> _KUTIPAN TEKS_:

__________

Gubernur DKI berani berkata “Siapa yang dipanggil BARESKRIM, dia yang jahat”, menunjukan Ahok dengan keyakinannya tekah mengetahui siapa yang bakalan berurusan dengan Kepolisian terkait penyelewengan Anggaran Pendapatan Belanja Daerah DKI Jakarta.
Namun dengan penuh rasa tanggung jawab dan tenggang rasa yang tinggi Ahok enggan menunjuk langsung batang hidungnya orang-orang yang bakalan terlibat kasus Anggaran Siluman DKI.
Keengganan Ahok untuk langsung menyebutkan siapa orangnya, karena masih menjujunjung tinggi hukum dan etika.
Walaupun sudah diminta oleh Ketua PRD DKI Prasetio Edi Marsudi untuk menyebutkan satu orang saja yang sering disebutkan sebagai maling oleh Ahok.
Akan tetapi Ahok menolaknya . Ahok hanya memberikan isyarat orang-orang yang disinyalir melakukan dengan kesengajaan salah kelola managemen dan terlibat pintar dalam bermain anggaran selalu piawai dalam menyelipkan POKIR (pokok-pokok pikiran).
Hal ini untuk menjawab tantangan Ketua DPRD DKI Prasetio Edi Marsudi yang meminta Basuki untuk menunjuk satu orang yang disebut sebagai maling.
Sehingga tidak terkesan menuduh semua anggota dewan sebagai maling. Kini Ahok semakin mantap saja menghadapai para POKIR, karena sudah ada yang akan menangani dengan semangat pemberantasan korupsi disertai mempunyai kewenangan untuk melakukan penyelidikan dan penyidikan.

__________

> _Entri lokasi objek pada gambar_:
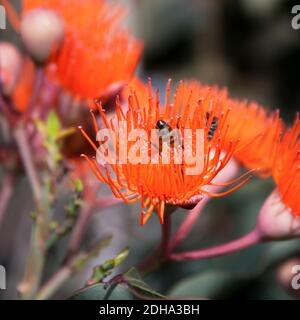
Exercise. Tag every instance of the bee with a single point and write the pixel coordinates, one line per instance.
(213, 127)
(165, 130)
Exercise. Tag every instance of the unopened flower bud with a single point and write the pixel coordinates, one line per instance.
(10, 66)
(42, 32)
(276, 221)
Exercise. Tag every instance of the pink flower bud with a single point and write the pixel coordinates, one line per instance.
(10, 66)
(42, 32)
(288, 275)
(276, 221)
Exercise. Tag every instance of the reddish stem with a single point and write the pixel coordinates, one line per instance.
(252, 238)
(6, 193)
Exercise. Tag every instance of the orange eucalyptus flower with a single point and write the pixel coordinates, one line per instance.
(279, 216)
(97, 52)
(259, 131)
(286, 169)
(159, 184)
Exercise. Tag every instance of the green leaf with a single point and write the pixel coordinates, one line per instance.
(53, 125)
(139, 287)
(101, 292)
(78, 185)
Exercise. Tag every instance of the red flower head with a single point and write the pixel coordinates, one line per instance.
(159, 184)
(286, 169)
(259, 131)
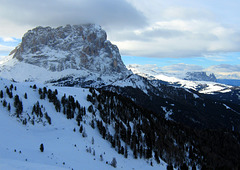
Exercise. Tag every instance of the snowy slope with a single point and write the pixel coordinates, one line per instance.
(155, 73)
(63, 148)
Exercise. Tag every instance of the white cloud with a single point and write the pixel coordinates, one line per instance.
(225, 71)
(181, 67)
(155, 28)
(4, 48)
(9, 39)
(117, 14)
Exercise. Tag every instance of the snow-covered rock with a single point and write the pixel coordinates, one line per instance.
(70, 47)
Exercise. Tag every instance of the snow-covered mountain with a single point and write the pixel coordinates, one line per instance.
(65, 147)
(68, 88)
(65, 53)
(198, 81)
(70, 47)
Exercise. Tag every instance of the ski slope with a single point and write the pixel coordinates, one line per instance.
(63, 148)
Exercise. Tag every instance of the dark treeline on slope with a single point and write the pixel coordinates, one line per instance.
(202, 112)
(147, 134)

__________

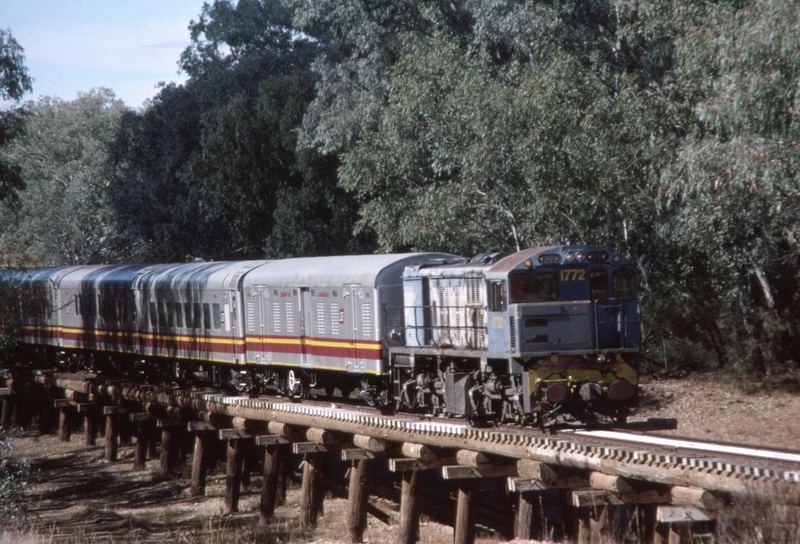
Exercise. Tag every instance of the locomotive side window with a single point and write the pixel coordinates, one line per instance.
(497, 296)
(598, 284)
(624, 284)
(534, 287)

__________

> _TUJUAN TUGAS_: Teruskan teks tentang sikap Ahok dalam kasus anggaran siluman DKI, dimulai tepat setelah kalimat terakhirnya.

> _HASIL_:
Bagi Ahok , dengan berperannya BARESKRIM dalam mencari akar masalah anggaran siluman menjadikan dirinya semakin yakin akan segera terbongkarnya siapa sesungguhnya yang menjadi biang kerok selama berpuluh-puluh tahun menjadikan APBD DKI Jakarta menjadi bancakan para koruptor yang selama ini bersembunyi dibalik gedung mewah Jalan kebon Sirih Jakarta Pusat.
Gubernur DKI Basuki hanya menjalankan tugas dari rakyat berjalan sesuai dengan rel yang sudah ditentukan, menyerahkan kelanjutan pemberantasan korupsi APBD DKI kepada pihak berwenang.
Hukum yang akan membuktikan soal anggota DPRD yang terbukti "bermain" anggaran. Terlebih, Bareskrim Mabes Polri akan memanggil anggota DPRD terkait kasus pengadaan perangkat UPS (uninterrruptible power supply) tahun 2014, Di APBD-Perubahan 2014.
Telah diketahui bahwa sekolah-sekolah di Jakarta dianggarkan pengadaan UPS dengan nilai fantastis Rp 5,8 miliar tiap sekolah.
Alangkah moncernya nama Basuki bila prediksi Ahok dalam beberapa pekan ini terbukti akan bermunculan hidung-hidung anggota DPRD DKI yang diseret BARESKTRIM.
Masyarakat boleh menyebutkan dengan menyandarkan kepada ucapan Sang Gubernur “Siapapaun yang dipanggil BARESKRIM adalah jahat”.
Sejak kasus anggaran siluman dibuka kedoknya oleh Ahok, salah seorang anggota DPRD DKI dari Fraksi Gerindra, Rina Aditya Sardika, sudah tidak pernah terlihat lagi di tempat kerjanya. Tak jelas mulai kapan ia menghilang.
Rina ini adalah anak dari Alex Usman, salah satu pejabat pemegang komitmen (PPK) pengadaan perangkat penyedia daya listrik (uninterruptible power supply/UPS), di sekolah-sekolah yang ada di Jakarta Barat pada 2014.
Apakah raibnya Rina Aditya Sardika ini ada kaitannya dengan Anggaran Siluman DKI Jakarta atau tidak. Namun perlu diketahui di jajaran Birokrasi pemerintahan DKI Jakarta para pejabatnya mulai dari eselon 4, eselon 3 terlibat, eselon 2 juga mungkin ada juga yang terlibat.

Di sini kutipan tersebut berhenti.